§ 作業依頼 A
アガサ・クリスティーを紹介する文章では、作品を読んだことがない人でも何らかの形で作品に触れたことがある人が多いはずだとしている。その理由を文章に沿って1〜3文で述べよ。
§ 作業依頼 B
アガサ・クリスティーを紹介する文章によると、アガサはいつ、どの町で生まれたか。

§ 分析用テキスト
⟨

海辺のリゾート地、トーキー。デビュー作「スタイルズ荘の怪事件」を執筆したホテルは今も健在。© Laura H.

史上最高ベストセラー作家

子供時代のアガサ。© Crakkerjakk

手がかりゼロの難事件が、絡まった糸をほどくようにその全容をあらわにしていき、やがて複数の登場人物が、誰しも何らかの殺意となりうる動機を持っていることに気づかされる――。

どんでん返しに次ぐ大どんでん返しで、最後の最後に容疑者を前にして明かされる謎解きに、胸のつかえが取れたような解放感を味わえるアガサ・クリスティーの小説。アガサは半世紀以上におよぶ執筆活動の中で、66の長編のほか、短編、戯曲、さらにメアリ・ウェストマコット名義によるロマンス小説を書き上げ、ギネスブックでも「史上最高のベストセラー作家」に認定されている。彼女の作品を読んだことがなくとも、孤島のホテルに集められた人々が次々と姿を消していく「そして誰もいなくなった(Ten Little Niggers)」、超豪華特急という動く密室の中で起こる殺人事件「オリエント急行の殺人 (Murder on the Orient Express)」など、ドラマや映画、舞台など、何らかの形で作品に触れたことのある人が多いはずだ。

断念した音楽家への道

アガサは実業家である米国人の父とアイルランド人の母の第3子として、1890年9月15日、イングランド南西部デボンの湾に囲まれた町トーキーにて(Torquay)誕生。トーキーは、ペイントン(Paignton)、ブリックサム(Brixham)と合わせてイングランドの「リヴィエラ」(フランスからイタリアにかけて広がる地中海沿岸地方のリゾート地)と呼ばれ、19世紀から高級保養地として発展してきた。アガサは、そこで裕福な家庭の娘として育った。

⟩

§ 抽出データ
⟨

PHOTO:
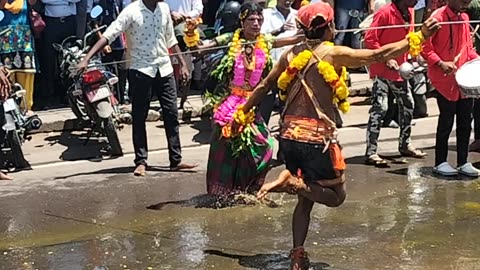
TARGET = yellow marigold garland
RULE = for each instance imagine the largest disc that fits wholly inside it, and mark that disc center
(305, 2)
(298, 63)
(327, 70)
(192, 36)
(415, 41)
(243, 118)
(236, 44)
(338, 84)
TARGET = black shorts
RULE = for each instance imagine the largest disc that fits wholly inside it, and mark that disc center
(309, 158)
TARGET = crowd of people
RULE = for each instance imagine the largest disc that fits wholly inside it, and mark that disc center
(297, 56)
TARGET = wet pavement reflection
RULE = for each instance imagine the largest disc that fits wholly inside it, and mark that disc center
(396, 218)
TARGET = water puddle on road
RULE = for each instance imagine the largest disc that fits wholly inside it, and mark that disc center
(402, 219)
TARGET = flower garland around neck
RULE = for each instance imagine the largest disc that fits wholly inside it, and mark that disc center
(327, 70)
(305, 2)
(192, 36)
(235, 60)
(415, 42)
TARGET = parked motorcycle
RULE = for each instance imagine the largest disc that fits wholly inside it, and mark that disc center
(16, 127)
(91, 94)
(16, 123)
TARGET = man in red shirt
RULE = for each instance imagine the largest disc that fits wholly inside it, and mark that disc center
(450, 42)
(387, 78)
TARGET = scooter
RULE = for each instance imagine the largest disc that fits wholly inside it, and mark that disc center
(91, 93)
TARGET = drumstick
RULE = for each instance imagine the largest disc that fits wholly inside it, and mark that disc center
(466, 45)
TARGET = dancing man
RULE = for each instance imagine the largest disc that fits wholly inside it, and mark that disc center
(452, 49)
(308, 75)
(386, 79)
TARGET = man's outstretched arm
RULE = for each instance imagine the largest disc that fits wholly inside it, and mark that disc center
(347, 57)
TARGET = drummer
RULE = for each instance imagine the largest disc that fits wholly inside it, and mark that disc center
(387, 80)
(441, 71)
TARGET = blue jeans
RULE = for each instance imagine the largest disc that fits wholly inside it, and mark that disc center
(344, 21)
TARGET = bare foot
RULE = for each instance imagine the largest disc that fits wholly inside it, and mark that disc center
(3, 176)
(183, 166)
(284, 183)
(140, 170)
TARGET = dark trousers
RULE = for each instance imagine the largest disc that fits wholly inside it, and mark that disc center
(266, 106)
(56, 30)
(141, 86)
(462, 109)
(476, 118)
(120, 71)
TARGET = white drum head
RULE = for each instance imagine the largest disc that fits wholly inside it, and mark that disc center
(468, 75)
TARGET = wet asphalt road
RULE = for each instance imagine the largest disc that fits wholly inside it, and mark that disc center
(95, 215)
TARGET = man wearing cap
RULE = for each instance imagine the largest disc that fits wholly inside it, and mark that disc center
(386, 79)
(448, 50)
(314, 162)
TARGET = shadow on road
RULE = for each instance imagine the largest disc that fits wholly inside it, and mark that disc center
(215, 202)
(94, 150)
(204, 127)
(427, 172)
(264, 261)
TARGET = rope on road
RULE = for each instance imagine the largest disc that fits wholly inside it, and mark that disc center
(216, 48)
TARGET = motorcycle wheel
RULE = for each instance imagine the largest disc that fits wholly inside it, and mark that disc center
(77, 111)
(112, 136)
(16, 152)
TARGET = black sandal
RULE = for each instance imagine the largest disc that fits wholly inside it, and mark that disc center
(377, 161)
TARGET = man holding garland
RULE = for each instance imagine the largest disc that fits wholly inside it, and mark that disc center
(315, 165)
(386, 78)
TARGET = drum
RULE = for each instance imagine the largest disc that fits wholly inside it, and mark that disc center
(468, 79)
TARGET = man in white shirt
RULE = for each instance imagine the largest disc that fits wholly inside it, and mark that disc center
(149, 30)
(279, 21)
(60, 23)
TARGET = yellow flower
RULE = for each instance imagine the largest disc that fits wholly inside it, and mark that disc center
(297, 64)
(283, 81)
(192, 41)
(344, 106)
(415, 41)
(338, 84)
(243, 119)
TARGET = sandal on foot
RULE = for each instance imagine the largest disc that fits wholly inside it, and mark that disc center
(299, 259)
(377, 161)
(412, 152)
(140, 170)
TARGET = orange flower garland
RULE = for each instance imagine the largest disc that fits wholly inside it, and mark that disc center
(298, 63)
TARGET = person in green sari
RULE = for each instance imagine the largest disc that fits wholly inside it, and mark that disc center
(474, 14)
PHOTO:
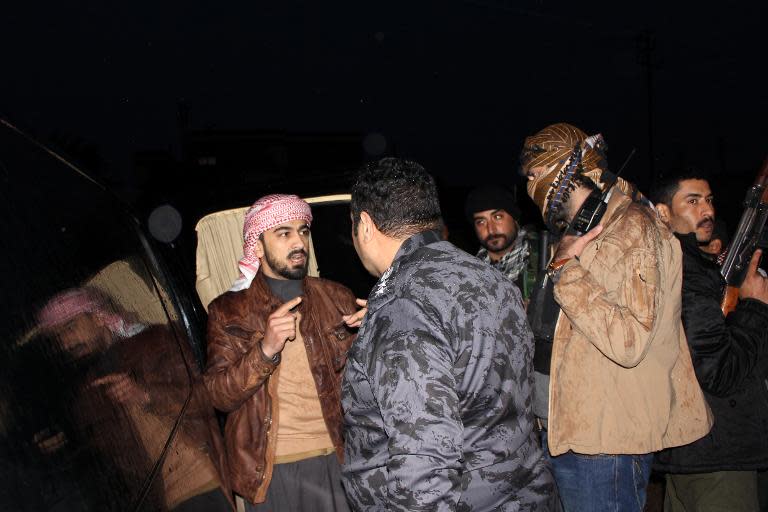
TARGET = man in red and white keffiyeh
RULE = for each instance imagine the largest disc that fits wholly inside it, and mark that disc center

⟩

§ 回答 A
「そして誰もいなくなった」や「オリエント急行の殺人」などの作品が、ドラマや映画、舞台などの形で広く取り上げられてきたからである。そのため、小説そのものを読んでいなくても作品に接している人が多いとされている。

§ 回答 B
1890年9月15日、イングランド南西部デボンのトーキーで生まれた。